- Task prompt
Copy out the entries from the line containing "Exercise. For every instance of the black fender" through the line containing "<point>1019,124</point>", substituting "steel lamp post" for "metal light pole" and leaving everything else unchanged.

━━━━━ Data supplied ━━━━━

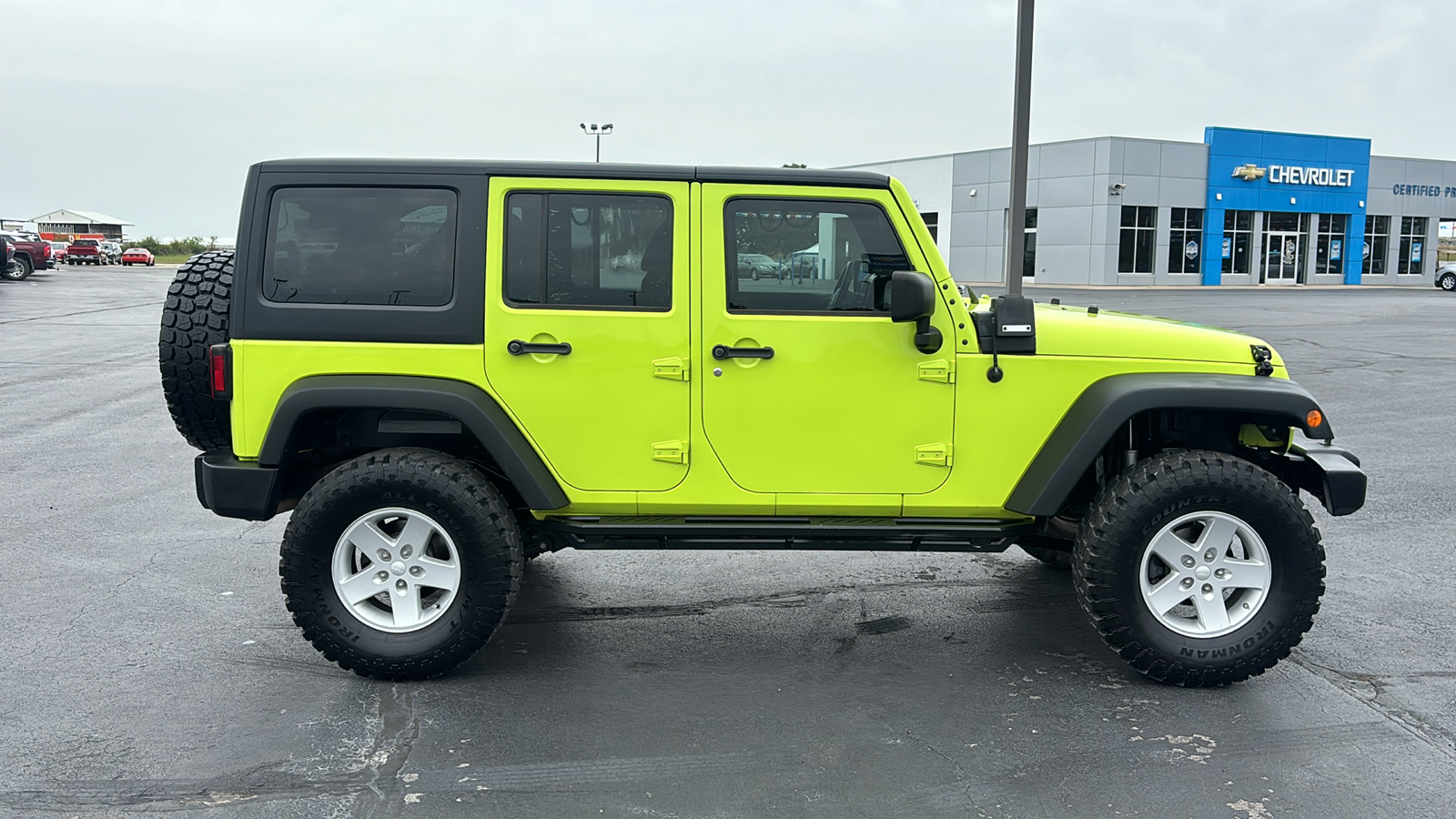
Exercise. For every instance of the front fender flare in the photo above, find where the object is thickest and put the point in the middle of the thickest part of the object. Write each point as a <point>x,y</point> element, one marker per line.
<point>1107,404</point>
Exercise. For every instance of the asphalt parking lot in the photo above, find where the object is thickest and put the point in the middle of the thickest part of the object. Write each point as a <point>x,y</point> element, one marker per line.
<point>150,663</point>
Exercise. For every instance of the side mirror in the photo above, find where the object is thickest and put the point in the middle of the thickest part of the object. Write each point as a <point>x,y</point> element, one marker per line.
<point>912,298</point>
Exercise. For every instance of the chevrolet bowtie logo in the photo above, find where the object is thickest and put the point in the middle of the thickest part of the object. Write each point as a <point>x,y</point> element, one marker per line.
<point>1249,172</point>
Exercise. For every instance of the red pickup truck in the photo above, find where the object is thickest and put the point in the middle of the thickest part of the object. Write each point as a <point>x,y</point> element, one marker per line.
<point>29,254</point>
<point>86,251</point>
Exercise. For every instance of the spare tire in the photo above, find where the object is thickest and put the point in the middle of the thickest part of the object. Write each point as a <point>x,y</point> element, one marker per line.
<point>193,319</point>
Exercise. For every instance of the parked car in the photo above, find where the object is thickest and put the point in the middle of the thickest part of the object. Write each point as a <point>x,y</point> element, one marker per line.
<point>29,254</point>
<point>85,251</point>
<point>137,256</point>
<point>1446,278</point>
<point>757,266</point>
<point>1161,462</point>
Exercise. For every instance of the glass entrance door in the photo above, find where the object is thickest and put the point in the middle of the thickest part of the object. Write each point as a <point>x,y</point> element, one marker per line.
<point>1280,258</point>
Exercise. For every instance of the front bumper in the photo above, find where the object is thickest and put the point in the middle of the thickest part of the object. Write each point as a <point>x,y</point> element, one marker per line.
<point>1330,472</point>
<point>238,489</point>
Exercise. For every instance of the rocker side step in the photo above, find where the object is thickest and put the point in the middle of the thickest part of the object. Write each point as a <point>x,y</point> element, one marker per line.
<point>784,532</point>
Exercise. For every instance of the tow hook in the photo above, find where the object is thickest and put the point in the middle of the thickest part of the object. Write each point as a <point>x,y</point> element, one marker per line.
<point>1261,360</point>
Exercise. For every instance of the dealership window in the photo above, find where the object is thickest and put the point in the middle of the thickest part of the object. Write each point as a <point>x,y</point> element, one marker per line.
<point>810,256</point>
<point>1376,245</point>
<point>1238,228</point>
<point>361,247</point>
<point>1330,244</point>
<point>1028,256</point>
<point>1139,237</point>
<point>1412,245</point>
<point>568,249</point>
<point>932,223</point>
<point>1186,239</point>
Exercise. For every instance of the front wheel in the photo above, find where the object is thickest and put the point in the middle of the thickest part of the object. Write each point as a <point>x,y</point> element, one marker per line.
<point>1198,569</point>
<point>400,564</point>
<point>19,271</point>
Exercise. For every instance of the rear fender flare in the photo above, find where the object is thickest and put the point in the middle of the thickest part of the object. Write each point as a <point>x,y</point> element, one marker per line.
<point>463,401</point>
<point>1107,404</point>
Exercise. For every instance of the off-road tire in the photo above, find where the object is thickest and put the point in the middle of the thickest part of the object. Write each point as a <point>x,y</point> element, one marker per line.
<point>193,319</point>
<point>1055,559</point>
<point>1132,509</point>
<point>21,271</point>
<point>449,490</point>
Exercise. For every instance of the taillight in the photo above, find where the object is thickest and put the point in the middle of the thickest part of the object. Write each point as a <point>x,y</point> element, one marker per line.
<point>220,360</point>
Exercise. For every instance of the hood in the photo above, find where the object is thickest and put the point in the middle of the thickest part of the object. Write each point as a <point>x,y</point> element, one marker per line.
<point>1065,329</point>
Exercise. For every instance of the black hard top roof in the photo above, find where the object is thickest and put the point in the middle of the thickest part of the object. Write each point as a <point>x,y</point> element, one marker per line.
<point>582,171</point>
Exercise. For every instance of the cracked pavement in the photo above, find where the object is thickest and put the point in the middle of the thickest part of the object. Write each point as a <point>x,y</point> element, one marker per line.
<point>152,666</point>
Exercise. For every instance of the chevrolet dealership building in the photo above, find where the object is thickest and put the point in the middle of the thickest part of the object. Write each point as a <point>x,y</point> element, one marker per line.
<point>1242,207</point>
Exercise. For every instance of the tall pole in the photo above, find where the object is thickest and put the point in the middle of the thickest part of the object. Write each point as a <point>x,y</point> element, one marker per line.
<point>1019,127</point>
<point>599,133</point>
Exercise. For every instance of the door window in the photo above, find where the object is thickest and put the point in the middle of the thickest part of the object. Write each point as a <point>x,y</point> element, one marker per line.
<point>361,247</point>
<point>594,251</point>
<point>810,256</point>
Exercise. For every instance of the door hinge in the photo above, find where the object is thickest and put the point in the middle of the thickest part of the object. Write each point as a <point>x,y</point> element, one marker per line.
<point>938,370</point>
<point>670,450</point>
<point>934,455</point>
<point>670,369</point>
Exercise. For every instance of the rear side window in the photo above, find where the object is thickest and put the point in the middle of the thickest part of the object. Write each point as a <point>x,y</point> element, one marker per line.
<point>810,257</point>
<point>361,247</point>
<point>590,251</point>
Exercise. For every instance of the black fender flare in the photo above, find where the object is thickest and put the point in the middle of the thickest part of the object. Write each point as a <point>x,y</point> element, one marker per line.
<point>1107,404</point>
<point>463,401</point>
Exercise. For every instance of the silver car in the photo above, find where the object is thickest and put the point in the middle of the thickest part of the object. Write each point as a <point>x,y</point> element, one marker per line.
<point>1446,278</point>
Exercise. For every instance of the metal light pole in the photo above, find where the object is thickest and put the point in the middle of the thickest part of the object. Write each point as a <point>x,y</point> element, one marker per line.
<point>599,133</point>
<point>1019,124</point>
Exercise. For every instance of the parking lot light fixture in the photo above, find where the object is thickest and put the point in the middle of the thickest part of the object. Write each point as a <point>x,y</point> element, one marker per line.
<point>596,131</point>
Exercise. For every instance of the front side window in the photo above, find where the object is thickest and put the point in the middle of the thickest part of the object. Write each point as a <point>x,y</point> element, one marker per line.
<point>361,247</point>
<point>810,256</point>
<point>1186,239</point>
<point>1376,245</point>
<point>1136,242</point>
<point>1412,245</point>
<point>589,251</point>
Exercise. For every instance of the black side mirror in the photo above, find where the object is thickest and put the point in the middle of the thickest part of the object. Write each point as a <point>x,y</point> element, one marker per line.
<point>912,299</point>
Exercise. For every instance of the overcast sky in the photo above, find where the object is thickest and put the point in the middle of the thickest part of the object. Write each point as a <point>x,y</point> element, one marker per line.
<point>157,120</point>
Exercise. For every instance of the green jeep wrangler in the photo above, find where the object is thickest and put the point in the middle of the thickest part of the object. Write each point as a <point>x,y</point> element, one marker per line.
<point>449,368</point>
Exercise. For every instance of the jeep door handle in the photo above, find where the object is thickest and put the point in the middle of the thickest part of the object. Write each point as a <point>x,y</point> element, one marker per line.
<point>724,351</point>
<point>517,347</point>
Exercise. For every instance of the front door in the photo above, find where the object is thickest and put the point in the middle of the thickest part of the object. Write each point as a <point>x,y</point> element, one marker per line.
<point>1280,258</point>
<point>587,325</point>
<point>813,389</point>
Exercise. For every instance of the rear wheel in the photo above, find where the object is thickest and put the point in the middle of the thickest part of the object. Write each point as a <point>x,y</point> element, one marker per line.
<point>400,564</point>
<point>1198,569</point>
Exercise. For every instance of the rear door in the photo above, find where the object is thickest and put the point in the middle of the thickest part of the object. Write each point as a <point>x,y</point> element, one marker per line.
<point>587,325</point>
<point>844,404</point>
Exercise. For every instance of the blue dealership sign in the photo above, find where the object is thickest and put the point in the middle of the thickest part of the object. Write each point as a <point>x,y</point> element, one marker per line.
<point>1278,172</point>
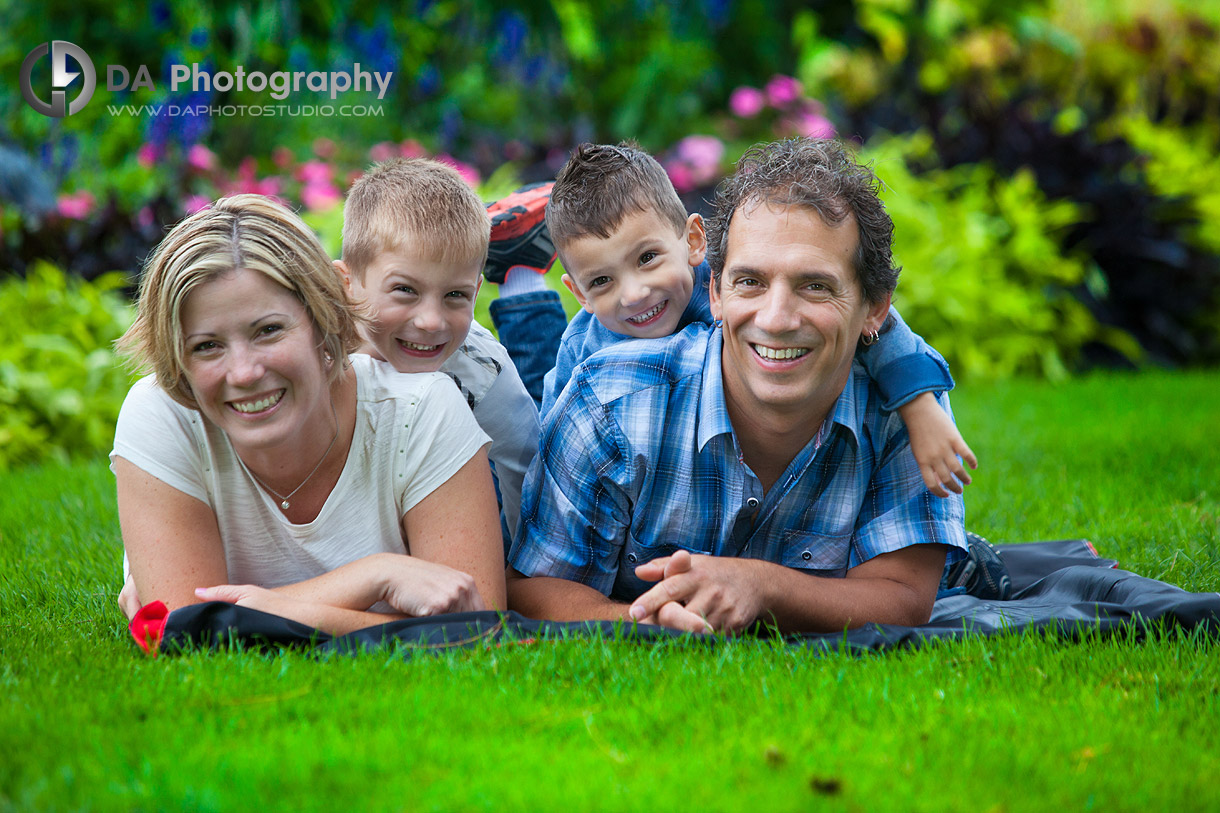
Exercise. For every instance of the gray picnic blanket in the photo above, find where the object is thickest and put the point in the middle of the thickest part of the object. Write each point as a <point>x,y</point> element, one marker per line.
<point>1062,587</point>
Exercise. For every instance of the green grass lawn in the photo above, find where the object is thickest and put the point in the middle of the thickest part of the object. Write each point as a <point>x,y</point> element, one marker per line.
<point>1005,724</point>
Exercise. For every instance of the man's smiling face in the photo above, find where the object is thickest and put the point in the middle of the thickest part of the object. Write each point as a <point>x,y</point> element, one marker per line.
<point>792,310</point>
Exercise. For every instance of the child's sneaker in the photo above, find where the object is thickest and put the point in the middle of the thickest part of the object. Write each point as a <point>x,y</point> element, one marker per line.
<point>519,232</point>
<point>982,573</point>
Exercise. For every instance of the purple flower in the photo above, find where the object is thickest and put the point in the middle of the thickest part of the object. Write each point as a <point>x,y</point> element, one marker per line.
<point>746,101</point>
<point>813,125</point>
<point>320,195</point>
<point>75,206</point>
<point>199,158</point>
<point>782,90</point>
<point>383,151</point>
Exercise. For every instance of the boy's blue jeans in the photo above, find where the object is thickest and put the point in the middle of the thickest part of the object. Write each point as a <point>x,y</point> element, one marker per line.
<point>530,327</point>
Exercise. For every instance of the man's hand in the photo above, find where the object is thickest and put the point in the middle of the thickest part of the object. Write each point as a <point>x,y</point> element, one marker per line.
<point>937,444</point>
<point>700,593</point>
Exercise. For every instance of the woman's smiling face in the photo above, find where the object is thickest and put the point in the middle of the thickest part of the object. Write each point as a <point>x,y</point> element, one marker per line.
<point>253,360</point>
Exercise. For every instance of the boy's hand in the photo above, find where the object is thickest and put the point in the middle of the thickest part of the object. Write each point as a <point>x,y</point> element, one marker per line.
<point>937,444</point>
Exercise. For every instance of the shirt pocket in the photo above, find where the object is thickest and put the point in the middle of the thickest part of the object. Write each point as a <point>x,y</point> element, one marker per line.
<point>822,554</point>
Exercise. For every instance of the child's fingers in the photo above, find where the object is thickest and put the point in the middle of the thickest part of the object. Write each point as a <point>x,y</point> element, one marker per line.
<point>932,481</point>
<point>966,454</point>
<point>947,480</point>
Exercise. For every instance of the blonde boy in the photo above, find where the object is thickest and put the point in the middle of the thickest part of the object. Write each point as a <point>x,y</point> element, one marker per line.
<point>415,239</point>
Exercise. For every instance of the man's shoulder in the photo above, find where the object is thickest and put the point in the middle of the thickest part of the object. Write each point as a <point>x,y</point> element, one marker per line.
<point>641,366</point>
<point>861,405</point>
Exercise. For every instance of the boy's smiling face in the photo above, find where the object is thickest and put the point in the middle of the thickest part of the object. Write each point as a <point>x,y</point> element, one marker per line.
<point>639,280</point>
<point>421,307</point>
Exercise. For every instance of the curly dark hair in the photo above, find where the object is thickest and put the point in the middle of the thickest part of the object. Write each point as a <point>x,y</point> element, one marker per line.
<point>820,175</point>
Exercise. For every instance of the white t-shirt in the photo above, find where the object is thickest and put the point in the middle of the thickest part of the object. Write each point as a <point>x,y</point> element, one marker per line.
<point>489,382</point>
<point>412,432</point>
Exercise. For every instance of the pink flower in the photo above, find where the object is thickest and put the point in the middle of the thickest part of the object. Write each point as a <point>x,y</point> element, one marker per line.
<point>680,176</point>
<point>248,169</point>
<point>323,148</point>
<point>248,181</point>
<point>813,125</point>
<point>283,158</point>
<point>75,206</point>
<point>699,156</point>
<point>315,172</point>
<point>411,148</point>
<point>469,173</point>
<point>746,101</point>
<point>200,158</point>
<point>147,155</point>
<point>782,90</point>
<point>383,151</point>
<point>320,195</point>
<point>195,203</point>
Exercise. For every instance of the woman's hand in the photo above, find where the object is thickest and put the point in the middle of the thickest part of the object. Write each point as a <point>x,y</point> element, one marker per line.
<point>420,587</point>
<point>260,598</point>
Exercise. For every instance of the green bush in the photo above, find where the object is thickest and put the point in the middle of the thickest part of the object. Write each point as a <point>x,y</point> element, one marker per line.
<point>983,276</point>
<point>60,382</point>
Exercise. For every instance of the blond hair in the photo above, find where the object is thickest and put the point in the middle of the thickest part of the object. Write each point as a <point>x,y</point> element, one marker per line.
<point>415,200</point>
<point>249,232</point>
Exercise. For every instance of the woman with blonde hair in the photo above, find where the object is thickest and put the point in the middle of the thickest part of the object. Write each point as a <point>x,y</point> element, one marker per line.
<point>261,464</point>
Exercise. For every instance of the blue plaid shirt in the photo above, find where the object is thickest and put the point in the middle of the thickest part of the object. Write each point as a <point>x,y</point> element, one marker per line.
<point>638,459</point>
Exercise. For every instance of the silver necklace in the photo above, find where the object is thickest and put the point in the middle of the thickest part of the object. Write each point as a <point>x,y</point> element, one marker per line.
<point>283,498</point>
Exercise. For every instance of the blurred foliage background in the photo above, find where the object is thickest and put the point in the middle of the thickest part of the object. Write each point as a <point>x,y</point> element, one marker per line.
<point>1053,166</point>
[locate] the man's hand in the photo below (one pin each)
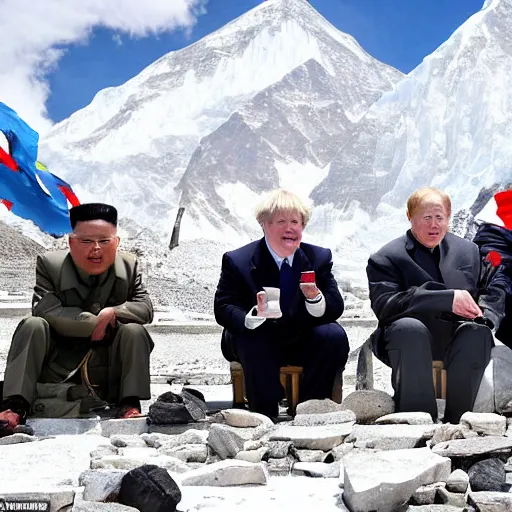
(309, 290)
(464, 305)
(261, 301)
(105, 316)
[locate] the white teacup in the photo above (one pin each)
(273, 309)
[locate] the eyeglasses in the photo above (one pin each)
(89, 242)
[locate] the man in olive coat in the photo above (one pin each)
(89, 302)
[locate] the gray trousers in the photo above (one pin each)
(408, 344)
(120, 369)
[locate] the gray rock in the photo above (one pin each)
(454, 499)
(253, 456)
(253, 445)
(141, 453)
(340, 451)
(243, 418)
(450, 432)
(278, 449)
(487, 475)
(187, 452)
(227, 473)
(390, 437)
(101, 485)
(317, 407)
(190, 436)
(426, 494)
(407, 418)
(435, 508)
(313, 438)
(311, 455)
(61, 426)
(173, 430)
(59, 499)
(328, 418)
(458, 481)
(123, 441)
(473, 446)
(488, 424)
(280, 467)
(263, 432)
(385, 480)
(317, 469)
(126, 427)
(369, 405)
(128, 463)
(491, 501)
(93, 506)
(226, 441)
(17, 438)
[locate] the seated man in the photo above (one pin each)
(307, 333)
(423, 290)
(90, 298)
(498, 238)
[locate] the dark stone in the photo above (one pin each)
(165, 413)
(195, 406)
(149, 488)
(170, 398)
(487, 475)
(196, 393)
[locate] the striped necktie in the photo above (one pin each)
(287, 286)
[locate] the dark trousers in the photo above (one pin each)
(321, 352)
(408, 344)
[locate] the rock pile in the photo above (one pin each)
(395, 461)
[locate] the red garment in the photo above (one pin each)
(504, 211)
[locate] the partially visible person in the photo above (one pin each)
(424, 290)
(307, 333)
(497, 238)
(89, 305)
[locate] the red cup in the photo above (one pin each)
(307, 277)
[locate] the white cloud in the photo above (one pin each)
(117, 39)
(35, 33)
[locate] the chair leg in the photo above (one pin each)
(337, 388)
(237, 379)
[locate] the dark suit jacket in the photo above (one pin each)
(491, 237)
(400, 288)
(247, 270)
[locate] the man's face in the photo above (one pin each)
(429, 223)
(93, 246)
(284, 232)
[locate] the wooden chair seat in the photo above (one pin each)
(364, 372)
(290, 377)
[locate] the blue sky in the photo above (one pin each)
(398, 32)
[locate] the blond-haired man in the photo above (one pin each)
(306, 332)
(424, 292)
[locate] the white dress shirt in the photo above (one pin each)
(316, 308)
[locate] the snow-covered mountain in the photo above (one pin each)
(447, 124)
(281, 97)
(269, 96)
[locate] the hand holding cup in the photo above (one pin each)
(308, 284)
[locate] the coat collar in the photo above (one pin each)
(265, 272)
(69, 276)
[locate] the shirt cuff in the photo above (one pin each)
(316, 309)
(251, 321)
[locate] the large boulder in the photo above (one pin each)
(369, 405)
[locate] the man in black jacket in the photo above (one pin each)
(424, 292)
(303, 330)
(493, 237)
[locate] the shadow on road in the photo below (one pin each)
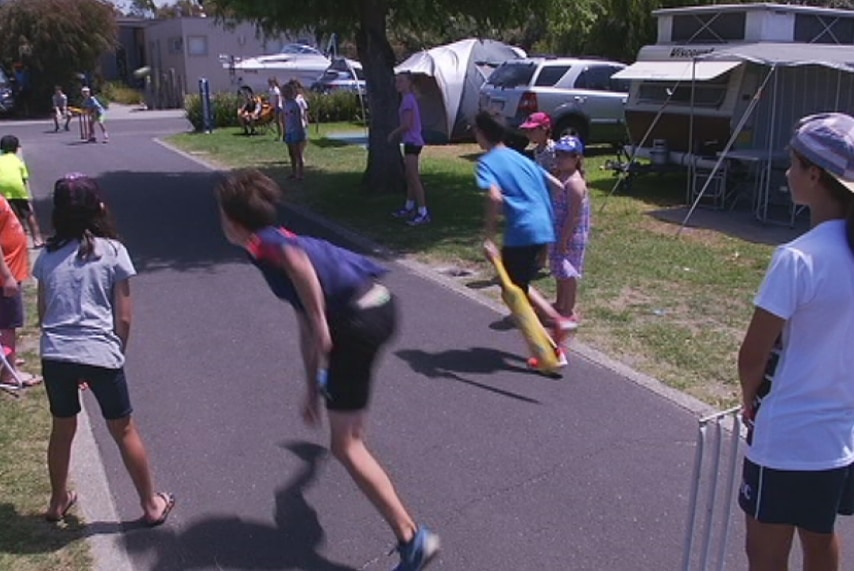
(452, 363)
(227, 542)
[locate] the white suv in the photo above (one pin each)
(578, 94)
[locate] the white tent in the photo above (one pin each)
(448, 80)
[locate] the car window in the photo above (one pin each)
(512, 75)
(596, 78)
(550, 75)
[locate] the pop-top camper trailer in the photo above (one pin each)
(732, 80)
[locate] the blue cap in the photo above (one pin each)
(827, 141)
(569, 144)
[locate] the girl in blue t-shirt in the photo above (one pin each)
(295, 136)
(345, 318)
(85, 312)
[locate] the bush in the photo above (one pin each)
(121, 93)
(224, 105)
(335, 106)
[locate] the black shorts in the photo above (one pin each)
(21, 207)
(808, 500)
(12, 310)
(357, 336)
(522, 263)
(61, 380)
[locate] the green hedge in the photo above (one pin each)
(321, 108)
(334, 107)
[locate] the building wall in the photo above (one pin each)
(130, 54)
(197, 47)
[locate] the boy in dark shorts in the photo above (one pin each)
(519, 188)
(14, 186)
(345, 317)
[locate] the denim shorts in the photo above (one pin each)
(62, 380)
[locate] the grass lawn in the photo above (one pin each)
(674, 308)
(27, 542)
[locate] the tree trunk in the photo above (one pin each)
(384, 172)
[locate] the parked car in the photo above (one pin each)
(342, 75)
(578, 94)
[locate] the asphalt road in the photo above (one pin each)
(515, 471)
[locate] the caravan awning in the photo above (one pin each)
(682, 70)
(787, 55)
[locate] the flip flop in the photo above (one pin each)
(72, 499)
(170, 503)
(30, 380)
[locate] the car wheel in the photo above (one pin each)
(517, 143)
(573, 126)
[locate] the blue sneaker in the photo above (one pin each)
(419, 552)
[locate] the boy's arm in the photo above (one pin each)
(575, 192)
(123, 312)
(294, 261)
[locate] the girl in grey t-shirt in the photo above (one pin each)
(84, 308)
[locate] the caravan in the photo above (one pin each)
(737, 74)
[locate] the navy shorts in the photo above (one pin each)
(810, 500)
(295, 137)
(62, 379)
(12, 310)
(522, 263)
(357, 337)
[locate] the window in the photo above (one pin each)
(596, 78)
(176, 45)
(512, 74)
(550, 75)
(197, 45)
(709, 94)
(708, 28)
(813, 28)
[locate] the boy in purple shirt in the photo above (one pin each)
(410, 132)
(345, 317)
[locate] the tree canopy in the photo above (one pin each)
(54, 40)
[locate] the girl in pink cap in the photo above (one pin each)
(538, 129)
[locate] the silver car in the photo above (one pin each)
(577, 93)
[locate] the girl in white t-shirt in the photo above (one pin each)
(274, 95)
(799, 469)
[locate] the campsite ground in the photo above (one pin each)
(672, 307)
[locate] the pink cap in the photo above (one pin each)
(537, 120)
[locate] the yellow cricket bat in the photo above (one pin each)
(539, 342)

━━━━━

- Solution to the problem
Exercise. For every instance of the black fender flare in the photo above, find where the object is thickest and put the point in the middle of the thickest part of the object. Write each point as a <point>x,y</point> element, one marker per line.
<point>1107,404</point>
<point>463,401</point>
Exercise. For every instance of the silver car in the photo above, find where the object is thickest and put the point in the middle of the thickest part of the object. Write each point as a <point>x,y</point> element, one marker per line.
<point>1446,278</point>
Exercise. For every instance of the steel lamp post in the photo above, find where the object is thickest and put the point in the middle of the thickest part of the object. Write each point as a <point>x,y</point> element, one marker per line.
<point>599,133</point>
<point>1019,124</point>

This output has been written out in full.